Безопасность и модернизация
То, как рассматривают свою безопасность государства Центральной Азии (ЦА), и как они планируют модернизацию – по мнению опрошенных экспертов – создает дополнительные проблемы региональному сотрудничеству.
Рустам Бурнашев (Узбекистан) ставит проблему так: «основные сложности на пути развития стран ЦА в сфере безопасности связаны с их структурными особенностями: все они могут быть оценены как слабые государства, а в некоторой степени – даже как государства демодернизирующиеся.
Так, ключевой особенностью слабых государств является отсутствие целостности властного поля, его фрагментированность. Структура власти в слабых государствах строится не по схеме “центр – периферия”, а предполагает множественность конкурирующих центров.
Каждая социальная группа (этническая, религиозная, группа влияния), выступающая как один из множества центров власти, стремится повысить собственную безопасность, что воспринимается другими группами как вызов или угроза их безопасности и, соответственно, порождает ответные действия. Иначе говоря, рост безопасности одной социальной и властной группы производит небезопасность в системе в целом».
__________
Задания:
A - Перечислите виды социальных групп, указанные в скобках в тексте о безопасности в Центральной Азии.
B - Извлеките из текста о безопасности в Центральной Азии фрагмент между «Безопасность и модернизация» и «как государства демодернизирующиеся.» включительно.
__________
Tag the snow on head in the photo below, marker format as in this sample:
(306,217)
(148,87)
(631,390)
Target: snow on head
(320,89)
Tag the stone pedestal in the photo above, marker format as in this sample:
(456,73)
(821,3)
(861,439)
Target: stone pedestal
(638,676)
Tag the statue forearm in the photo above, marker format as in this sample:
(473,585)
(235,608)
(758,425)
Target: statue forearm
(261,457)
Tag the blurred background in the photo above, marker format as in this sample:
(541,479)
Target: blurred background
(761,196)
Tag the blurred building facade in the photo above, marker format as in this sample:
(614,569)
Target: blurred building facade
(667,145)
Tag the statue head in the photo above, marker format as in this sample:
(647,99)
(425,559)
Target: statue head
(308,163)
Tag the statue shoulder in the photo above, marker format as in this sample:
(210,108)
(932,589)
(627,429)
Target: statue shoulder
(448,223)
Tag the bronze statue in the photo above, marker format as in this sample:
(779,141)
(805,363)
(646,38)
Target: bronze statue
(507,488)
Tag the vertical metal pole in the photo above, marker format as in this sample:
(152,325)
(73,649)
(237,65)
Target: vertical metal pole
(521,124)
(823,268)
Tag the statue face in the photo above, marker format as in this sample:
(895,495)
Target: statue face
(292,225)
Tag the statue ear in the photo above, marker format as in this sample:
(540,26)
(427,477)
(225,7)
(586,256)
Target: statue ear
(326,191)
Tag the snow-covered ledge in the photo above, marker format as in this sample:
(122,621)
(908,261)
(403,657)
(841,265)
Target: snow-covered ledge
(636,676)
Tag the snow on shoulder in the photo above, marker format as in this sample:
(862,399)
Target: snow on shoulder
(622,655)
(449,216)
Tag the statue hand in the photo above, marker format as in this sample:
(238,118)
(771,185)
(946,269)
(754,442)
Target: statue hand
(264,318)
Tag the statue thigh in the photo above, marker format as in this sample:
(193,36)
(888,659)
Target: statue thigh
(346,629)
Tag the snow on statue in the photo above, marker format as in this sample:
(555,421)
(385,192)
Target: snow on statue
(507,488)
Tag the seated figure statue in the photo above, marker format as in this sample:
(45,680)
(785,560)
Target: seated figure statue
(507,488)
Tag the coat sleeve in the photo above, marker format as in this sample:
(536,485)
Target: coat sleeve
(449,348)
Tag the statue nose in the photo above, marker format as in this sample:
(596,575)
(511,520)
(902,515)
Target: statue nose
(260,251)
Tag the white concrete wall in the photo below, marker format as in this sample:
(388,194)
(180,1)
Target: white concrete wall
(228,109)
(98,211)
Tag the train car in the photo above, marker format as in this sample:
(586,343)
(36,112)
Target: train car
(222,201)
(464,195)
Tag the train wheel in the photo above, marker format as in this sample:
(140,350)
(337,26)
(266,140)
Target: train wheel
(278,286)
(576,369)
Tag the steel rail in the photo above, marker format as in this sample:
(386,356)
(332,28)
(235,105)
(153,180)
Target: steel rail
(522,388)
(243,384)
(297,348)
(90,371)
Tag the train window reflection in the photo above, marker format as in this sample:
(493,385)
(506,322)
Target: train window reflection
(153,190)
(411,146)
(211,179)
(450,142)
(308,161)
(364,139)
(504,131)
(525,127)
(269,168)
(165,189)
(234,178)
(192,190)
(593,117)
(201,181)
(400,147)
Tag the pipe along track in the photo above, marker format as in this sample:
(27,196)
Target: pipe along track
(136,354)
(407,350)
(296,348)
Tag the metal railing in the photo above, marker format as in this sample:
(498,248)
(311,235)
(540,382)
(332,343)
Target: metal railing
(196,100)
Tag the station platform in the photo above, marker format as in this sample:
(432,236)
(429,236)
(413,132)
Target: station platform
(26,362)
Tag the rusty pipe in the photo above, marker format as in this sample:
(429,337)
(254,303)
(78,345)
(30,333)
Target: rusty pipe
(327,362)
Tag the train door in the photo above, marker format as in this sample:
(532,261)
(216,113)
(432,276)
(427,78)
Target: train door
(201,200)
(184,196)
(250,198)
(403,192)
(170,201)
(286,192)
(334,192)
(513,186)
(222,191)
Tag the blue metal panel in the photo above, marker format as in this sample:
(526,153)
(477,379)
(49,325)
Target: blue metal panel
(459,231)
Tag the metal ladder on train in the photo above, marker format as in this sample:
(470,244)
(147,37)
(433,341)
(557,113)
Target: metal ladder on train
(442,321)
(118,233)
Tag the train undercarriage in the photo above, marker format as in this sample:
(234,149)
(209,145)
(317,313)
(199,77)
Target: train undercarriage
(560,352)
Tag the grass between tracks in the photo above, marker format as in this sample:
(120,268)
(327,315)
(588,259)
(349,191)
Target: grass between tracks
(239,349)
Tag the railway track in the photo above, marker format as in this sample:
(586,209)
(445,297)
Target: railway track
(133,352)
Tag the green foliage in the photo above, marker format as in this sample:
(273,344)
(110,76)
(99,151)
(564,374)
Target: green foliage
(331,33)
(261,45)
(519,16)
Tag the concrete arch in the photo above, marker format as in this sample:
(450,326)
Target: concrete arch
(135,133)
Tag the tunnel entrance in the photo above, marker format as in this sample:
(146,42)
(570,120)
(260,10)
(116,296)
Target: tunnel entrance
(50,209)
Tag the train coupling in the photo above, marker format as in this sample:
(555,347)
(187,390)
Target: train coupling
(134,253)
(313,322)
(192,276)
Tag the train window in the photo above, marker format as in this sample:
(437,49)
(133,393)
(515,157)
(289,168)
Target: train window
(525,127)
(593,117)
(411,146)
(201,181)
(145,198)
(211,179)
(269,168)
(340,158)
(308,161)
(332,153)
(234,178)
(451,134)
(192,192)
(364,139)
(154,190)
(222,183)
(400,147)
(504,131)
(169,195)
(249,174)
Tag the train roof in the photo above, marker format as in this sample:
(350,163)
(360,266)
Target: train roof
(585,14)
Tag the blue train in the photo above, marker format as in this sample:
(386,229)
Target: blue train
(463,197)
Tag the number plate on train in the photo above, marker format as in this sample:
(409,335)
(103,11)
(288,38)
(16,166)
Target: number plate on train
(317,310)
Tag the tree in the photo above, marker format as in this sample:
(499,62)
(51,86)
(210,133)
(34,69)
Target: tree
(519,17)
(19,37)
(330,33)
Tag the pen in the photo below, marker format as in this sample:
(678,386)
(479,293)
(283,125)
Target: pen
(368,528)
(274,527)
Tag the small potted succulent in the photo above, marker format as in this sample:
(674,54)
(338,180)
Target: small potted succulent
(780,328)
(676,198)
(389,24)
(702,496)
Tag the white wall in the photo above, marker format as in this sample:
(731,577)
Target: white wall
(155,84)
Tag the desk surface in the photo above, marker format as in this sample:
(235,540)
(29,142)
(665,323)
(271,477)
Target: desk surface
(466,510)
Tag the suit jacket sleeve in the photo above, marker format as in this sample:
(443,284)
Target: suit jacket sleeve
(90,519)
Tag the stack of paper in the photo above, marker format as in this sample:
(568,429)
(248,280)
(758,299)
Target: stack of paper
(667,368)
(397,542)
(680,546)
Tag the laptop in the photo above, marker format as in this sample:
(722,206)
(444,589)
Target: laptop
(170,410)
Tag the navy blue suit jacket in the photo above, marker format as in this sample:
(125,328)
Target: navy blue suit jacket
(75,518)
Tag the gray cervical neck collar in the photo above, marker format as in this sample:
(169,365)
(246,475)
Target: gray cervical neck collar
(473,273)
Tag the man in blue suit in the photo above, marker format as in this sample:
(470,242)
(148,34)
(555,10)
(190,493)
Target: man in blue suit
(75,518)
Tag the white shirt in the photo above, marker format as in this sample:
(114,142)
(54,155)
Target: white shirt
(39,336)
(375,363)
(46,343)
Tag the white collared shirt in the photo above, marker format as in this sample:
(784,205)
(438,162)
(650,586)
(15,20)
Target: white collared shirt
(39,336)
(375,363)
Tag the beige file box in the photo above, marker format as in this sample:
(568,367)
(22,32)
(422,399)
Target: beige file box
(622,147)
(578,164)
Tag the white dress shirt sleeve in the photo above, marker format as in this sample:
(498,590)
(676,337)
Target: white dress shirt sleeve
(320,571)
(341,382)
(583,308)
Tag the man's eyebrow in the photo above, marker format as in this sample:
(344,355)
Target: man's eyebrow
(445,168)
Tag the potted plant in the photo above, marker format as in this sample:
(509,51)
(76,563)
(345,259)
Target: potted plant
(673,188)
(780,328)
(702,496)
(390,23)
__________
Ответы ниже:
A - этническая; религиозная; группа влияния

B -
Безопасность и модернизация
То, как рассматривают свою безопасность государства Центральной Азии (ЦА), и как они планируют модернизацию – по мнению опрошенных экспертов – создает дополнительные проблемы региональному сотрудничеству.
Рустам Бурнашев (Узбекистан) ставит проблему так: «основные сложности на пути развития стран ЦА в сфере безопасности связаны с их структурными особенностями: все они могут быть оценены как слабые государства, а в некоторой степени – даже как государства демодернизирующиеся.